What to produce. For the listing below, work out the number of lines that hold "grass" and return that number alone.

Material supplied.
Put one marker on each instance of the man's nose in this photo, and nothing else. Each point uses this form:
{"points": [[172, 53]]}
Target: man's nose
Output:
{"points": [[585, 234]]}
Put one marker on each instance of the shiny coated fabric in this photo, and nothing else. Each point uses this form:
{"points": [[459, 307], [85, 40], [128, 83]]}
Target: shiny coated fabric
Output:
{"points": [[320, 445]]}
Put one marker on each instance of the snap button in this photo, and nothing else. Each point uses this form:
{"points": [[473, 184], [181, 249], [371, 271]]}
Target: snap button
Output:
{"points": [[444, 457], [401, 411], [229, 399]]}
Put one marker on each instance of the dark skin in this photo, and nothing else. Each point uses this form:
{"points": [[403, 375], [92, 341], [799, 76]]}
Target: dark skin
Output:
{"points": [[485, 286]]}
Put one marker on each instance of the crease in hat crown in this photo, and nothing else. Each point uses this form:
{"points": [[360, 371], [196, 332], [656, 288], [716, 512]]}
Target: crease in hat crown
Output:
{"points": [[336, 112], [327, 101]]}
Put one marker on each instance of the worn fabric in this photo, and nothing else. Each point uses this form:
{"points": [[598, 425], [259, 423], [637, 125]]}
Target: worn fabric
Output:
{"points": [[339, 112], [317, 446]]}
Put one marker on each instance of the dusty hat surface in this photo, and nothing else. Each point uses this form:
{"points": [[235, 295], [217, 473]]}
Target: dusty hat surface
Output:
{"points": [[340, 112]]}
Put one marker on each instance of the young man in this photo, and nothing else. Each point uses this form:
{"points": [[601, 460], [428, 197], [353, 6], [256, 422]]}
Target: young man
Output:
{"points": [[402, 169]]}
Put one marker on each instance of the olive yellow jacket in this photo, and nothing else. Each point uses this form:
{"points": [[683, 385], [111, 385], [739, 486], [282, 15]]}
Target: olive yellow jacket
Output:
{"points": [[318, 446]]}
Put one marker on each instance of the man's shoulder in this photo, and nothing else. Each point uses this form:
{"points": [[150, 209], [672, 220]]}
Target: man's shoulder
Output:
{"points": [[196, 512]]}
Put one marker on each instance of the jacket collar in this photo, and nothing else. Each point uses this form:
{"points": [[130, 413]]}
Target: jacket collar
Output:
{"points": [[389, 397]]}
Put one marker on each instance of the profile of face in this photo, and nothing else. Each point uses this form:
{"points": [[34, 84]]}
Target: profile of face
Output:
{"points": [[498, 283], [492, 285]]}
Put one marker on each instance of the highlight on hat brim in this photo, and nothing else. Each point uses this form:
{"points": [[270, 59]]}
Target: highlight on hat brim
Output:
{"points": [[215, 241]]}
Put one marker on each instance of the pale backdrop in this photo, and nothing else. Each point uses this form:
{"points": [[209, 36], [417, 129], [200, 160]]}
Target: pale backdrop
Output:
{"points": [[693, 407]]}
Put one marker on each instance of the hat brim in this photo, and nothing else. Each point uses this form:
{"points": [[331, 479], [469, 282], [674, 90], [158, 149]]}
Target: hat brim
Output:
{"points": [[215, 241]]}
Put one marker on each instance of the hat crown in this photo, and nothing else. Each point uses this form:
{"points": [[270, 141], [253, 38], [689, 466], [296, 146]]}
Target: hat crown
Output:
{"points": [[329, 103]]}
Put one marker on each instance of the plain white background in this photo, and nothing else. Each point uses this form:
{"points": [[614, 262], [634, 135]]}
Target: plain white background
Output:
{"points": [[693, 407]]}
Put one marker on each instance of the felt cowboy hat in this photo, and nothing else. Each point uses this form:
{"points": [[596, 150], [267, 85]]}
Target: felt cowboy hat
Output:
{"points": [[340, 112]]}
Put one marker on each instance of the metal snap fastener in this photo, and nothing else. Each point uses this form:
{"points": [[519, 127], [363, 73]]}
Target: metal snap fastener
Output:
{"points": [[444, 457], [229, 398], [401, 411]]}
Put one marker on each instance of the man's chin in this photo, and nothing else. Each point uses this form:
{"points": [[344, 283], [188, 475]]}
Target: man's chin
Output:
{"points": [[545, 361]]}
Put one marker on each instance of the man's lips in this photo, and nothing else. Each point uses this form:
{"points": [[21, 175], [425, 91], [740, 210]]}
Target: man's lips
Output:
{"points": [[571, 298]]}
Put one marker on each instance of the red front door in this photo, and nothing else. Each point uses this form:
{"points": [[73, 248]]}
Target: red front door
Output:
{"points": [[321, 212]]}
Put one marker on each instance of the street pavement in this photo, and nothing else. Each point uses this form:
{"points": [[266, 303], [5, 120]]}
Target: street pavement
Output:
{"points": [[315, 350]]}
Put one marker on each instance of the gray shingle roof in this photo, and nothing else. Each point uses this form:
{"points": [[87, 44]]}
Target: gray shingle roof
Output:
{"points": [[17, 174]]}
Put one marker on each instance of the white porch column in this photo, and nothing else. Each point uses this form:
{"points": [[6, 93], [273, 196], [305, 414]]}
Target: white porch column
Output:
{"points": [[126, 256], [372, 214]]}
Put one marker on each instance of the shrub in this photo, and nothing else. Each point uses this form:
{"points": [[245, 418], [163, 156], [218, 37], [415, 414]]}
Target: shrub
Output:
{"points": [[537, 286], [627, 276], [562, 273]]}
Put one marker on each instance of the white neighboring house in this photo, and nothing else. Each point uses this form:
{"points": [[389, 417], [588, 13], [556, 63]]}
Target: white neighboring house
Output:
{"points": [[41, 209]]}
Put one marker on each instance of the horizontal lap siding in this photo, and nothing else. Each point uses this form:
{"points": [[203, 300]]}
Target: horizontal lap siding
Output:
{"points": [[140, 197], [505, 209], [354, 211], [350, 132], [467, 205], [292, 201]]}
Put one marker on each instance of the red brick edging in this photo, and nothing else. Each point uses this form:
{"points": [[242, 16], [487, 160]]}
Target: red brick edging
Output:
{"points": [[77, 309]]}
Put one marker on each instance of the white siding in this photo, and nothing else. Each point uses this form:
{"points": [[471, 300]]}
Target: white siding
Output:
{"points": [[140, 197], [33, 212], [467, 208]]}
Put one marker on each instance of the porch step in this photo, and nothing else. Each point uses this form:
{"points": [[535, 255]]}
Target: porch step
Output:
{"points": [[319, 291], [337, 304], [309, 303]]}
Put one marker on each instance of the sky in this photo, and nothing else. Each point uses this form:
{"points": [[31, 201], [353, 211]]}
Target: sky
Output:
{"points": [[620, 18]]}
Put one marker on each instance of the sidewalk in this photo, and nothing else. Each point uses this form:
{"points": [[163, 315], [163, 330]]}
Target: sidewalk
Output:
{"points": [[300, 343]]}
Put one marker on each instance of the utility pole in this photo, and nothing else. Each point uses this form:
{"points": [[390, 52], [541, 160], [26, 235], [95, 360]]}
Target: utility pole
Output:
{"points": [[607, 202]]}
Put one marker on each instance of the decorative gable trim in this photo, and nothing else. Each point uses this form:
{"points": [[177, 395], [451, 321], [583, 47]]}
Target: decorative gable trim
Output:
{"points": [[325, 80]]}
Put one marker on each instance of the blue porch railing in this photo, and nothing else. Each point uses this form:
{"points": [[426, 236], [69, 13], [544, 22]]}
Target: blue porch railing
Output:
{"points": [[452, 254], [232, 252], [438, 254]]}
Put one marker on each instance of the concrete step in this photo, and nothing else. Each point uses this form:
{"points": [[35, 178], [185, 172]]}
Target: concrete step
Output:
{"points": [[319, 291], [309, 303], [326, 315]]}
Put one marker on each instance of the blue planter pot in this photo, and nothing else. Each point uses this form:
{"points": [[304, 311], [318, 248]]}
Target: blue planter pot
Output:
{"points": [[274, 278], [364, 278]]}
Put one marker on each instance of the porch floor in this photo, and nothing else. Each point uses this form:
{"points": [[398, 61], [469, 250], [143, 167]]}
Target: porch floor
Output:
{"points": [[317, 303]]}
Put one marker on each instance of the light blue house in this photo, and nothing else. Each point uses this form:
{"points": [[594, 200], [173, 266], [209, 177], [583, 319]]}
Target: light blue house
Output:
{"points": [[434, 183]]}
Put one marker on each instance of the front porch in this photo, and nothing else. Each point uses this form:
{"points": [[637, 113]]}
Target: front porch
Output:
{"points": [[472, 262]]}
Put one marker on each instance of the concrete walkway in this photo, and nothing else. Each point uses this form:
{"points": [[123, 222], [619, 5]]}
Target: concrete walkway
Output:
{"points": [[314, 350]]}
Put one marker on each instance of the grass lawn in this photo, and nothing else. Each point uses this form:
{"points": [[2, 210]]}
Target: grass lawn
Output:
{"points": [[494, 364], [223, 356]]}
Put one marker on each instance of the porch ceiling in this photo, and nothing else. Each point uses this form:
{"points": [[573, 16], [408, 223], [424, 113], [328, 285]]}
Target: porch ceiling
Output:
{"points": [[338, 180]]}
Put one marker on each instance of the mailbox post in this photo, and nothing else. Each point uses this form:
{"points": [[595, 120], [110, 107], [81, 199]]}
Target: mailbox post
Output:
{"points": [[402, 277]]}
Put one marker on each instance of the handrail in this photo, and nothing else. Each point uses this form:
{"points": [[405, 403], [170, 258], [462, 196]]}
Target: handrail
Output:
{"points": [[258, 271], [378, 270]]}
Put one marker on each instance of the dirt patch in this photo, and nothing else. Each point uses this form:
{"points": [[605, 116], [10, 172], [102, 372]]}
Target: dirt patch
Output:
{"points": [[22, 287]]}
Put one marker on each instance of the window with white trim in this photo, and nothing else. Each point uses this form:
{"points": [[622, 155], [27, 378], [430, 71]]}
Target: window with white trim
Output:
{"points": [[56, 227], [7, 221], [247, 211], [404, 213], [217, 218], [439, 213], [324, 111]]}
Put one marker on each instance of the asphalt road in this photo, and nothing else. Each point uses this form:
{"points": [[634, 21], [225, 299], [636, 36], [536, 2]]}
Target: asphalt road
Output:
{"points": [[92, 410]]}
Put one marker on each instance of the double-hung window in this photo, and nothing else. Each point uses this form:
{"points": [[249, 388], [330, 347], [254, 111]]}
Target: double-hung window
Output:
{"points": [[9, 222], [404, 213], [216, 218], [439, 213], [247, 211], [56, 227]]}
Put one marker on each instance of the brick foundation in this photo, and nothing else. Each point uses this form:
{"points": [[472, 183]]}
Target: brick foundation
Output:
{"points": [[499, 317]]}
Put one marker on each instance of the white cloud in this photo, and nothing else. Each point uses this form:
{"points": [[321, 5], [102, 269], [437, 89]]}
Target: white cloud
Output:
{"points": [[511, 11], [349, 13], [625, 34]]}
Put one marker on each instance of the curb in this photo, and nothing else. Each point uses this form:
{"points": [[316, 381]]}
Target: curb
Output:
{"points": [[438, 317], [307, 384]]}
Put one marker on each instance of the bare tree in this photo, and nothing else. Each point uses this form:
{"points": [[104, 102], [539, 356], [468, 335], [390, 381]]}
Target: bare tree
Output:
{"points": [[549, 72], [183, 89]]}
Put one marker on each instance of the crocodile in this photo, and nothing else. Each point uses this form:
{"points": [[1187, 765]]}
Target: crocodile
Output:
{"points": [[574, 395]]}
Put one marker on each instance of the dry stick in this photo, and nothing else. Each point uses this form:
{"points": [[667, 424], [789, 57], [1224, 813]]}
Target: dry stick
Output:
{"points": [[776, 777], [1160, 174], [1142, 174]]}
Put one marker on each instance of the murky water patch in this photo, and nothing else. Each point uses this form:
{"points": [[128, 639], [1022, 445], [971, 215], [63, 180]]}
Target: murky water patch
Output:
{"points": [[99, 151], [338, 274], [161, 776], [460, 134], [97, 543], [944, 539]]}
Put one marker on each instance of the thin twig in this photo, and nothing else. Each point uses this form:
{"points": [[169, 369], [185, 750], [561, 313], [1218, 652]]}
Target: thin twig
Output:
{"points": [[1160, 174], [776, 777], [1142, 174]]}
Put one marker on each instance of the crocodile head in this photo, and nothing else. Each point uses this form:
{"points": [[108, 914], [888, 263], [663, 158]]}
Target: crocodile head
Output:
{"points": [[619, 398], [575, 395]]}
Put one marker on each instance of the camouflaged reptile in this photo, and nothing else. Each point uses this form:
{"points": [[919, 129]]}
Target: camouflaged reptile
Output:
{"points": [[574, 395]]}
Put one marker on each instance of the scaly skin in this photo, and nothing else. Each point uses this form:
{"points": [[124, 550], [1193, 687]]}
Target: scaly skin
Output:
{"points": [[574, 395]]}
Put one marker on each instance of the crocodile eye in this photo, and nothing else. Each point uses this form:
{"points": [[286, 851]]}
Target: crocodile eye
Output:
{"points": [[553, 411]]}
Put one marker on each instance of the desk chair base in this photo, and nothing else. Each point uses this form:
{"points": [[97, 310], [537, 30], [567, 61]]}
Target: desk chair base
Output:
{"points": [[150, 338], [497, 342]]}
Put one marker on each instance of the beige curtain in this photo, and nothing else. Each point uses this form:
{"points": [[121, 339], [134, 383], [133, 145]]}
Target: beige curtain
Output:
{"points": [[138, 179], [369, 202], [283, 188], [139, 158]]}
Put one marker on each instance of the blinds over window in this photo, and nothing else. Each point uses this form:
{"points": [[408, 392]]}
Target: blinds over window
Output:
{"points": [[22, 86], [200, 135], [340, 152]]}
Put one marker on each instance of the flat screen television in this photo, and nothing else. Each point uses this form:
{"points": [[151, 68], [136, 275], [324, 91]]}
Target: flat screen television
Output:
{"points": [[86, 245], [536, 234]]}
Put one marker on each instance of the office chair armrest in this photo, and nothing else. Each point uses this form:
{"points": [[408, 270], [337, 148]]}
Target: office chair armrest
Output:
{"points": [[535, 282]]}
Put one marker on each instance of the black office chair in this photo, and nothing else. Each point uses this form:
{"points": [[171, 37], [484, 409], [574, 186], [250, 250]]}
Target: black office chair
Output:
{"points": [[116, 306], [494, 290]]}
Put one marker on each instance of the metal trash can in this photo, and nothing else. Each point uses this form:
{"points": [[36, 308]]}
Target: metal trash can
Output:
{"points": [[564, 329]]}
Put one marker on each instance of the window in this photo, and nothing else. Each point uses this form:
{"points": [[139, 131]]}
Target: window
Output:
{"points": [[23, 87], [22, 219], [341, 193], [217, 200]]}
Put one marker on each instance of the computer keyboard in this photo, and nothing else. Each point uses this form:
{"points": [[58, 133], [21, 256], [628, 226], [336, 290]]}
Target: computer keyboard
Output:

Response to this task. 2